Count the lines in the records below that contain the word "highway". Reply with the number only.
***** EXERCISE INPUT
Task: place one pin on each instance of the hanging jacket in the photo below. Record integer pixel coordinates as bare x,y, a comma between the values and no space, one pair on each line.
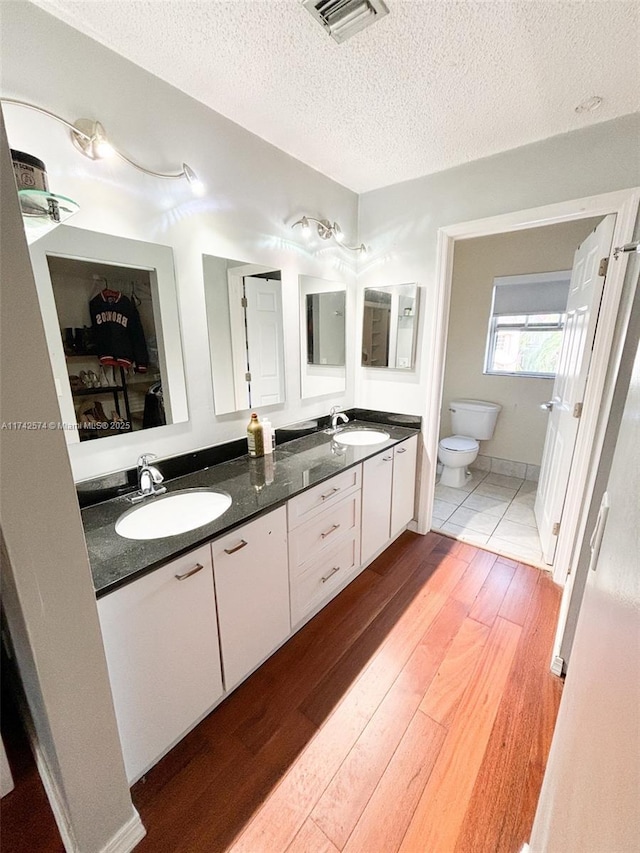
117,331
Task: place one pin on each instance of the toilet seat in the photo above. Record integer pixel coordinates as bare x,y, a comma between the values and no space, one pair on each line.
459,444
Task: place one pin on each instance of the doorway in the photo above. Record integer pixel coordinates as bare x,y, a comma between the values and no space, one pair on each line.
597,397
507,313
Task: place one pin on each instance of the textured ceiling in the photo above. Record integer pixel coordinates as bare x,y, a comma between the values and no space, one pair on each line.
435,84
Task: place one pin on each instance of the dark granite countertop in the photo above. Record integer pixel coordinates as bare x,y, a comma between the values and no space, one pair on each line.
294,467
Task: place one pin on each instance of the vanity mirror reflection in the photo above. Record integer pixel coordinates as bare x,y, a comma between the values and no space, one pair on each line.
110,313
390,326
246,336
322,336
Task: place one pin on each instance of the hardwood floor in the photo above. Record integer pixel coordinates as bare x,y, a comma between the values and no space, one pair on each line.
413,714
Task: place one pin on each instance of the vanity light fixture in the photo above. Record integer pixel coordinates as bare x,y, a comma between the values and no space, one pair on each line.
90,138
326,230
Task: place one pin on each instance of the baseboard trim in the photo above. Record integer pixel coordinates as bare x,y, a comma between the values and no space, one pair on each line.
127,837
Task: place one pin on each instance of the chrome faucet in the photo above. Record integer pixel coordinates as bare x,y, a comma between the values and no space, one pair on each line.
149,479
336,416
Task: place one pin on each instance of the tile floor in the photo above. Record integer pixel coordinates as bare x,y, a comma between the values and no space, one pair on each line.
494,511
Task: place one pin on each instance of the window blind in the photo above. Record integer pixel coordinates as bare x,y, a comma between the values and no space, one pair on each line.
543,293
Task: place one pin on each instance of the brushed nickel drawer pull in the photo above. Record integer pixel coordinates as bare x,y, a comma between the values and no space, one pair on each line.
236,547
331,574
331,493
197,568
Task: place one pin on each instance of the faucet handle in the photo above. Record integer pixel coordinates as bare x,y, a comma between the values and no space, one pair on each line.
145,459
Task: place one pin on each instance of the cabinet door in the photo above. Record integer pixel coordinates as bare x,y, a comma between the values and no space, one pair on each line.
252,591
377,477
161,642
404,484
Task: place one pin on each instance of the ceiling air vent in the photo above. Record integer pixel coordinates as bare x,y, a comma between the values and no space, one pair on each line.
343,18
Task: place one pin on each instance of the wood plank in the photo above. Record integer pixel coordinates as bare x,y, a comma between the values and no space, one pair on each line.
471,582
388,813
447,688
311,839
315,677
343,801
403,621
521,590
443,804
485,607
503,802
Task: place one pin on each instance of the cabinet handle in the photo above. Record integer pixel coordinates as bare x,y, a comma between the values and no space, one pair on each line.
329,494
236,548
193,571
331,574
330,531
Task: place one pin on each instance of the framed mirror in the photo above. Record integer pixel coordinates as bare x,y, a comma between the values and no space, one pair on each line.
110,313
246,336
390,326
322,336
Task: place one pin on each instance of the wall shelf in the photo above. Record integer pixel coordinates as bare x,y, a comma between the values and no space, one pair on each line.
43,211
**********
***** EXERCISE INPUT
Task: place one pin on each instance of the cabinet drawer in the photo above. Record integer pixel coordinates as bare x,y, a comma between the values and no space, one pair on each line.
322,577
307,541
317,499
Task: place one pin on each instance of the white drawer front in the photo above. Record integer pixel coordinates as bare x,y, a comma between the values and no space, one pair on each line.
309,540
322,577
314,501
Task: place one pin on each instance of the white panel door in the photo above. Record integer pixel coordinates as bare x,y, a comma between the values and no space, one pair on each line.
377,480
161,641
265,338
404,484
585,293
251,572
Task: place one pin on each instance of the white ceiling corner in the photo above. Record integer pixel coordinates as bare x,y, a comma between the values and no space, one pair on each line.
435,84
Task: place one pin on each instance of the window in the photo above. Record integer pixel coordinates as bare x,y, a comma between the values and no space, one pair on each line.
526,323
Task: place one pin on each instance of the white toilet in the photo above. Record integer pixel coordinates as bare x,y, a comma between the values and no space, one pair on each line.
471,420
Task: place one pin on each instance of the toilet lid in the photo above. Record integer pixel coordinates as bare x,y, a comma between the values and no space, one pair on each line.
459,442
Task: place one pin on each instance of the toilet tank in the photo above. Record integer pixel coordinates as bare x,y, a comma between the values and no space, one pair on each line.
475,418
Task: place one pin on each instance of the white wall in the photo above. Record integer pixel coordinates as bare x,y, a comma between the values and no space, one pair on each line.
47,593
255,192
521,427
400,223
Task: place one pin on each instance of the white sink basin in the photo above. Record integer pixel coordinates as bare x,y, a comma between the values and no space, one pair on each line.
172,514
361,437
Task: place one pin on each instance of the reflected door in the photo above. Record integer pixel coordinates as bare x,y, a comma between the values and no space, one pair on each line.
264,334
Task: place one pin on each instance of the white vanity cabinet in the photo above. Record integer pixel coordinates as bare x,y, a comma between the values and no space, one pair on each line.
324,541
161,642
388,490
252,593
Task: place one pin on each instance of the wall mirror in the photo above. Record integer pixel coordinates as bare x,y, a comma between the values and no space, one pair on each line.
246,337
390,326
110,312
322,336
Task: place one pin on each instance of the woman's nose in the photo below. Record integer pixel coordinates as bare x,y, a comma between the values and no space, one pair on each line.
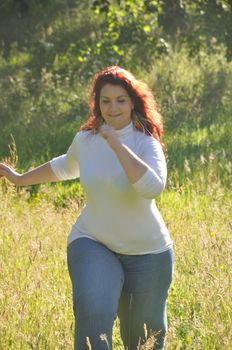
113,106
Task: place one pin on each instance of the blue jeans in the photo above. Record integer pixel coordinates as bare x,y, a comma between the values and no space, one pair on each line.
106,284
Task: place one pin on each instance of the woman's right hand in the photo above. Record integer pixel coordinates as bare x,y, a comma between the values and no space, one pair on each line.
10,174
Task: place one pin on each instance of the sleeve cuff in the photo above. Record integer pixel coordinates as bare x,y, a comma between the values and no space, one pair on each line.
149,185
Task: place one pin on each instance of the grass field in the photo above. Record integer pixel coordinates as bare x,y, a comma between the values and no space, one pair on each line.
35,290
**********
***** EXERCISE INPUT
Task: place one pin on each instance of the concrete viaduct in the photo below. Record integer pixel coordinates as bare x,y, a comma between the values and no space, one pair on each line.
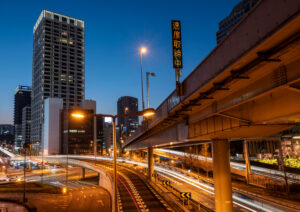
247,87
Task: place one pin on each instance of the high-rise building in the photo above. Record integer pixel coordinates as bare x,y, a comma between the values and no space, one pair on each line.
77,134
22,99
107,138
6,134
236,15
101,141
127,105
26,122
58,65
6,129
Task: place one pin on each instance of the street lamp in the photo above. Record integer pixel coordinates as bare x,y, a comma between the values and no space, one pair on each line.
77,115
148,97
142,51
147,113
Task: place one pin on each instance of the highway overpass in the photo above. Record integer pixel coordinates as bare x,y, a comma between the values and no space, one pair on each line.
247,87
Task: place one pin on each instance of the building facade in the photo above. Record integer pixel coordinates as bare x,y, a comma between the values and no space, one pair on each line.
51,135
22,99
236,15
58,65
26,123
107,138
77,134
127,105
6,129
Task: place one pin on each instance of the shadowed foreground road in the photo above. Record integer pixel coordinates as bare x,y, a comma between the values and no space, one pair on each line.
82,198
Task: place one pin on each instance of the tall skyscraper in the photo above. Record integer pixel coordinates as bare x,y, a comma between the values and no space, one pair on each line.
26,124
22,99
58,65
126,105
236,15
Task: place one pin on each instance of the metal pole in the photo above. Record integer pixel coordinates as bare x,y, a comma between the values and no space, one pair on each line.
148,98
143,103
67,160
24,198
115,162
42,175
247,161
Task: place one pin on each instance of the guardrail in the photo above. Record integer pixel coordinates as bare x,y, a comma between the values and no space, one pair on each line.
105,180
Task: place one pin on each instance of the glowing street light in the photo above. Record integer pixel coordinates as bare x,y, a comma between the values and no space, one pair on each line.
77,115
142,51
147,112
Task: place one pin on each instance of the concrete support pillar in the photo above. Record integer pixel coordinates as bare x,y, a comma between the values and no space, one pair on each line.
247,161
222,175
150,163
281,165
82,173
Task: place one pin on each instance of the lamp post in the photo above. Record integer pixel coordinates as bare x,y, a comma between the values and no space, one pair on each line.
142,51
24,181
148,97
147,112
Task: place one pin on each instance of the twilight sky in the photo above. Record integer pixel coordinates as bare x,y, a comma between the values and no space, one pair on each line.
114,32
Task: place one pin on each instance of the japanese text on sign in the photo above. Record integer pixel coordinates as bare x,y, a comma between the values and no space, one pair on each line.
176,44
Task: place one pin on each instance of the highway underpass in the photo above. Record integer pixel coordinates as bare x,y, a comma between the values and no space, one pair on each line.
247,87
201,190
**********
OUTPUT :: 2